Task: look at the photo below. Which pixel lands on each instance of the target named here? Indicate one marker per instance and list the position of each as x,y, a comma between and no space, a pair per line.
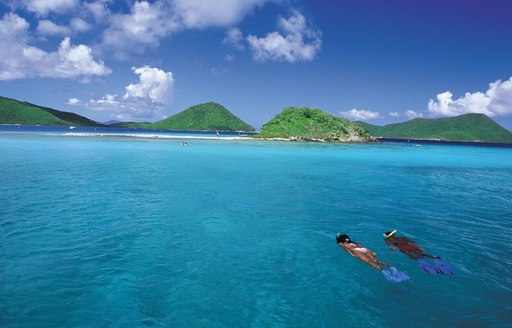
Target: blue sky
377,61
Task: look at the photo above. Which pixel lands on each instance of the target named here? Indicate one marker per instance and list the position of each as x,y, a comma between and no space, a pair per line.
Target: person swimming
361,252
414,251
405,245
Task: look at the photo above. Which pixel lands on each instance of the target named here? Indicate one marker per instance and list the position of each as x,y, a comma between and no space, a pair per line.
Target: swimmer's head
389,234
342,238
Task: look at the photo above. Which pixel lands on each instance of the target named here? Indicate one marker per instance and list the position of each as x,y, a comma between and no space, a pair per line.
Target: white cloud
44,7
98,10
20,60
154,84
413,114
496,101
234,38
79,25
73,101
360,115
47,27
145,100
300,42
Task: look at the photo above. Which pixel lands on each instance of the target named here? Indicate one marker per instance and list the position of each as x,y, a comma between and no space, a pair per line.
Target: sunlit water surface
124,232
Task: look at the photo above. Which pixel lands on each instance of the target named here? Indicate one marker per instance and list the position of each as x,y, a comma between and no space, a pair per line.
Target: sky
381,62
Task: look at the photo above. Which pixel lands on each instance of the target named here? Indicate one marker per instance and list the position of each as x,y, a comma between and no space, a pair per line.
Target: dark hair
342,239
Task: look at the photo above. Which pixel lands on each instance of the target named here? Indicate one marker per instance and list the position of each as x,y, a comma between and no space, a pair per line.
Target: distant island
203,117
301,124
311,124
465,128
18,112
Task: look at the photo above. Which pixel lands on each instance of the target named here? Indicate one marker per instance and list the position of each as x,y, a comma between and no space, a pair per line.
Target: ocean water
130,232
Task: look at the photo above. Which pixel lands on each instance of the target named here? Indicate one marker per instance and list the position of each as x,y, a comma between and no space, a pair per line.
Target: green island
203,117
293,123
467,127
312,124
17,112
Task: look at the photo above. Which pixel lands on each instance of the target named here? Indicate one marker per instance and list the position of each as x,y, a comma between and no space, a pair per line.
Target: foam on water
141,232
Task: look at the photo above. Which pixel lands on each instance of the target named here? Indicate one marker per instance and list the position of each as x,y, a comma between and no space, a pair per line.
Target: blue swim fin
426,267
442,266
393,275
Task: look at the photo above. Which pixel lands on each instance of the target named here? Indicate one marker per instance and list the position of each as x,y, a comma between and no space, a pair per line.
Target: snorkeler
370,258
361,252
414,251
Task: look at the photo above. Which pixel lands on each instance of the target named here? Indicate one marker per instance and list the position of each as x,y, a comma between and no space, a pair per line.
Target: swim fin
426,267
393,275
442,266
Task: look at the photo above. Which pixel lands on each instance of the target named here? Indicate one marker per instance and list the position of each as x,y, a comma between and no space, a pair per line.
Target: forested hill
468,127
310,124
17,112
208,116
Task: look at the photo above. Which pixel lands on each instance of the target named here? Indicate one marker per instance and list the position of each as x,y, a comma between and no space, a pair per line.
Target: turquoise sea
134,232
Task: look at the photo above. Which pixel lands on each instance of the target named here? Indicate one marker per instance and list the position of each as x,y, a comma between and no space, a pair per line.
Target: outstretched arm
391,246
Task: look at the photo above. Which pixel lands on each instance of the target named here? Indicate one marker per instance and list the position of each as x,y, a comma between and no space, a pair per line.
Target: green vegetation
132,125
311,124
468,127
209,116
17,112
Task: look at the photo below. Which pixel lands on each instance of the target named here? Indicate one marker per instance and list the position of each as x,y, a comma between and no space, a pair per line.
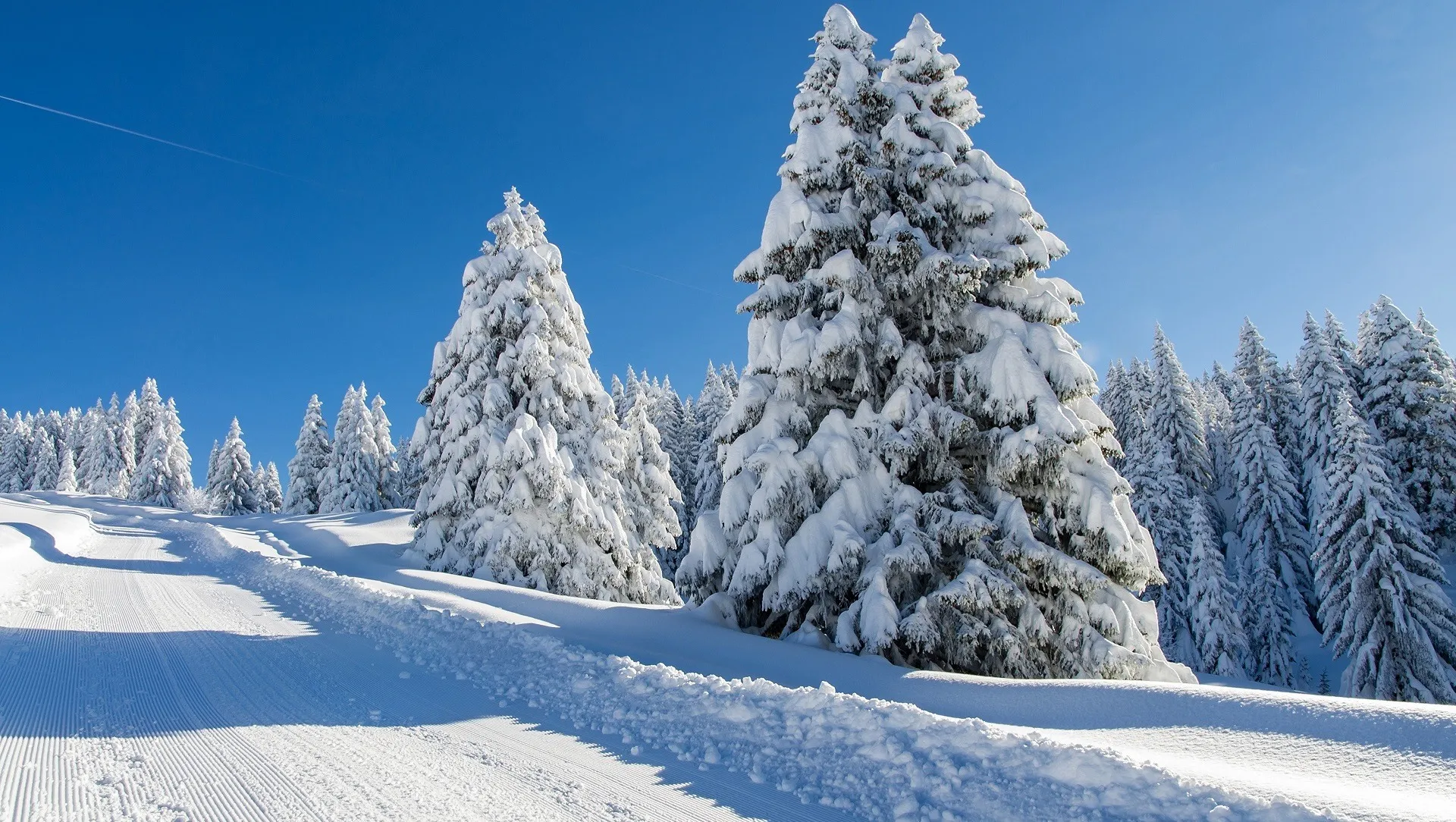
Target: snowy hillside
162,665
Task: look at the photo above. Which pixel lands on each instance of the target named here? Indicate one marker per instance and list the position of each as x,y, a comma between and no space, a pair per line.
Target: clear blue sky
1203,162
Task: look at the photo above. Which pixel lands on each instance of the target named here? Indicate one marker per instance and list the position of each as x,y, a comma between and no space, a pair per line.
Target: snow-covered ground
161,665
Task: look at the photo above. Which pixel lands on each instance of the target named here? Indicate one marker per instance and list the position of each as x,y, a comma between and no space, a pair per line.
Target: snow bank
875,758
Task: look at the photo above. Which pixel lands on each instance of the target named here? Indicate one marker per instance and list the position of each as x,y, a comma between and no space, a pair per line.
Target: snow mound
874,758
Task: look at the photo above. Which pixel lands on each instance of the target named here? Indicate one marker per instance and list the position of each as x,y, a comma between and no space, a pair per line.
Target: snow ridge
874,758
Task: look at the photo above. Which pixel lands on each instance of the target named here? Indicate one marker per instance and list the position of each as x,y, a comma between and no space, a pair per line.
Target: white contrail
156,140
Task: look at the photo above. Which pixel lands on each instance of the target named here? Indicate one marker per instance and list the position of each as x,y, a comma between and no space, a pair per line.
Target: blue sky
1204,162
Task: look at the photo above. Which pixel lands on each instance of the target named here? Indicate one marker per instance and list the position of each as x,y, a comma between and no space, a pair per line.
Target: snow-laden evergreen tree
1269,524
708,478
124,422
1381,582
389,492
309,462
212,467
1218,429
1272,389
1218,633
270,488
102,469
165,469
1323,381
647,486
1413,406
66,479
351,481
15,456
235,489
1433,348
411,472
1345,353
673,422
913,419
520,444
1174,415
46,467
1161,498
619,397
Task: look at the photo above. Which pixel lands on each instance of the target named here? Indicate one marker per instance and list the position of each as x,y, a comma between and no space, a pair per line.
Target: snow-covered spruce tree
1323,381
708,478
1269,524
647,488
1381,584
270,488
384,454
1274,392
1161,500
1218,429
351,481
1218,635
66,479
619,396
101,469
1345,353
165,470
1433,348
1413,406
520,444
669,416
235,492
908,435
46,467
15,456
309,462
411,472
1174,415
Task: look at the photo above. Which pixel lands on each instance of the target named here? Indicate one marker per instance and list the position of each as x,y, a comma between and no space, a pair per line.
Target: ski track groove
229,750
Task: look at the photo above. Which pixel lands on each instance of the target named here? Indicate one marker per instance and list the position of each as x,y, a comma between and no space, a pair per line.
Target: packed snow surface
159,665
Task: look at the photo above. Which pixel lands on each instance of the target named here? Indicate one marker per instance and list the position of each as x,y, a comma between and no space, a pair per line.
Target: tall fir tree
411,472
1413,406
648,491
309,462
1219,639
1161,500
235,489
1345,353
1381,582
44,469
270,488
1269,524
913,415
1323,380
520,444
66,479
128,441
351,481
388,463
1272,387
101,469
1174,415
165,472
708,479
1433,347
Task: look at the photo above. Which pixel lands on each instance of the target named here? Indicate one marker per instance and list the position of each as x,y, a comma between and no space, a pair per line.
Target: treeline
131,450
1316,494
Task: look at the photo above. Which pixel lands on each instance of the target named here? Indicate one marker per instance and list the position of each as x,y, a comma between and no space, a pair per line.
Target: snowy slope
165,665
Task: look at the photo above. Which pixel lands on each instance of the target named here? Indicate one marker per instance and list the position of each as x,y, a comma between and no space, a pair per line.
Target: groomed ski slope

----------

• [What the task asks] Would you output all of the entries above exactly, keeping the pictures out?

• [Task answer]
Task: look at the photo below. Which pixel lands on each instance of the target named here? Indicate one marker per instance and list the position of each as x,y, a comma between and no space, a pair per line.
Target: blue sky
377,61
Task: look at the photo above. Which pixel lands on each instance of the target named here? Indicate one marker per instance and list the position of each as x,y, a comma between and no space, a pair per line.
Target: person swimming
361,252
414,251
405,245
Task: look at the photo above. Which pixel lands on each instance of the target named here? Indicate one marker per instance and list the position of each as x,y, a comma between and no space, a pair per line.
Target: swimmer's head
389,234
342,238
Task: look at the photo above. Which pixel lands on each instance of the target named here? Indicate one marker per instance and list the position of each as x,y, a comma between and no space, a pair per line.
Target: white cloud
44,7
98,10
20,60
154,84
413,114
496,101
234,38
79,25
73,101
360,115
47,27
145,100
300,42
Task: look at the photo above. Which pixel lands on each instance of the target named here? Indicate one marker per instance and list the position of each as x,y, a comma between and no space, a pair per line.
Target: sunlit water surface
124,232
Task: look at the photo above. Which pixel lands on each instance of the target named here? Indicate one marker per instance and list the position of each as x,y, a comma between and no space, a pair per line.
Target: sky
381,62
Task: look at the photo above. Which pixel lands on each instance of the target named here? Indicate one marker per instance and list the position of each as x,y, a comma between and no space, a pair per line.
Target: dark hair
342,239
Task: look at the photo above. Which pixel lands on each instance of the target named here? Indicate one marker per instance and list the position of each as x,y, a comma between and no space, a pair per line.
Target: distant island
203,117
301,124
311,124
465,128
18,112
Task: look at the photo above. Which pixel lands on each instance of the target named here? Indicate one marker per instance and list the position of each as x,y, a comma between and no space, a pair per line.
Target: ocean water
130,232
Task: look at the photo above. Which pixel lands on each instance of the target named here? Indicate one marker per instance and list the position of each as x,y, a comma between and no space, a pair per line.
Target: green island
203,117
293,123
467,127
312,124
17,112
Task: look at the photo above. Which pixel lands on each instance of the target named here? Indicate one marker per instance and list the position of each as x,y, a comma between and no space, a pair per line.
Target: foam on water
141,232
Task: look at the photo above. Which pixel lands on each instance of the target named here? Indicate one marker per instance and list the position of each as x,y, a comma between and no space, a pair per line.
Target: blue swim fin
426,267
442,266
393,275
Task: look at the photo above. Which pixel lands on each instance of the target named here? Indicate one marker per instance and list the position of each as x,y, a comma between and no space, a pair per line.
Target: snorkeler
370,258
361,252
414,251
Task: look at the photo above. Which pixel lands on each instance of the target named here? Indicate one marker per instance and list the position of each as x,y, a comma between and no space, a pair per line.
Target: swim fin
426,267
393,275
442,266
Task: look at the photo above. Which pixel lands on each instance of the target named here? Indicate one marker per instance and list the position of each as x,y, a comma between and no space, a pair per line.
Target: forested hill
468,127
310,124
17,112
208,116
Task: look at the photo above. Which pixel lands on each instance of the target named here? Indicate one marker per instance and list the position of each as x,y, a comma between and no space, a pair per line.
Target: turquoise sea
134,232
Task: look at the photo above. Which pixel lands on each instance of the target named here? Indicate one marker per instance and list the position of each as x,y, a comma between and no space, a pair per line.
Target: outstretched arm
391,246
Task: look at the photo above. Which pixel lands on each instance of the target named here? Indicate one marker per instance and list the position of each as x,y, a comma between and no space, a pair per line.
Target: green vegetation
132,125
311,124
468,127
209,116
17,112
Task: look at the photo below. Which pixel lands on each instance of the target named here? Indicate one marker per instance and list the position of each as x,y, a comma between and no space, a pair per line.
Target: snowy hillside
162,665
Task: look at the photo above. Which pixel lands on each instance of the target named here? Indicate one marker per instance and list the position of each as x,y, a comma between and no space, a pair per line.
Target: clear blue sky
1203,162
Task: look at the photo above. Which pixel lands on each instance of the target named here? Indicate one marker per instance and list the position of each as x,y, a comma between and no space, a pair per line.
Target: snow-covered ground
161,665
Task: look at the photo above. Which pixel lands on each instance of the target named here? Indicate one marker per instance and list the position of each as x,y, a comma between and no space, a pair per line.
Target: snow bank
875,758
Task: look at the photo above. Which pixel lands on each instance of the target named here? Indicate one marker per instance and list the position of each as x,y, a comma between and no space, a pair per line.
Target: snow mound
874,758
Task: look at the photo above. Which pixel lands on each instance of the target named here? Indicate one marker per instance and list the position of each as x,y, a comma between and no space, a pair per line.
Target: snow ridge
874,758
Task: look at the photo above. Which pixel lands on each instance of the target named here? Indicate one marker per instance and list the position of each as x,y, a comma between and no space, a pair per line.
Target: white contrail
156,140
Task: look at the photo above. Which pixel lands on each instance of the target named here? Indicate one marker per instance and list the position of each as x,y, a comma between and no space, a pair per line.
Target: blue sky
1204,162
Task: look at the photo above. Which pixel lands on each instance of the target named here? Indicate one marker per instance and list the position of each as x,y, a comma between and no space, a pair per line.
Target: snow-laden evergreen tree
1269,524
708,478
124,422
1381,582
389,492
309,462
212,467
1218,429
1272,389
1218,633
270,488
102,469
165,469
1323,381
647,486
1413,406
66,479
351,481
15,456
235,489
1433,348
411,472
1345,353
673,422
913,419
520,444
1174,415
46,467
1161,498
619,397
Task: look at the photo above. Which pixel lands on each instance of the target named here? Indicate one marker per instance and list the position of each as x,y, a comma between and no space, a pair per line.
Target: snow-covered spruce tree
1323,381
708,478
1269,524
647,488
1381,584
270,488
384,454
1274,392
1161,500
1218,429
351,481
1218,635
66,479
619,396
101,469
1345,353
165,470
1433,348
1413,406
520,444
669,416
235,492
908,435
46,467
15,456
309,462
411,472
1174,415
Task: look at the photo above. Which pixel lands on each instance of the target named here? Indicate one marker per instance and list the position of each as x,y, a comma between and no space, a pair per line.
Target: ski track groove
229,750
Task: look at the photo above. Which pixel lands on each instance of the target named here? Indicate one marker per instance and list the position of each as x,y, a comma between and no space, a pair per line.
Target: packed snow surface
159,665
Task: look at the photo above. Which pixel lands on each instance of the target named here? Indicate one marker per instance and list the position of each as x,y, a comma between and no space, a pair per line.
Target: tall fir tree
411,472
1413,406
648,491
309,462
1219,639
1161,500
235,489
1345,353
1381,582
44,469
270,488
1269,524
913,415
1323,380
520,444
66,479
128,441
351,481
388,463
1272,387
101,469
1174,415
165,472
708,479
1433,347
Task: look at the photo above. Which pixel lands on each instance of the target named here? Indicate one marker per instance and list the position of each as x,y, a comma between and no space, a pair per line.
Target: treeline
131,450
1316,494
Task: look at the photo above. Which pixel lands on each instance of the target named here? Indicate one marker per instance and list the position of each as x,y, a comma between and no space, a pair per line.
Target: snowy slope
165,665
Task: look at the photo above. Which pixel lands on each instance of the target named here? Indicate one marker per instance and list the position of each as x,y, a comma between and no space, a pair per line.
Target: groomed ski slope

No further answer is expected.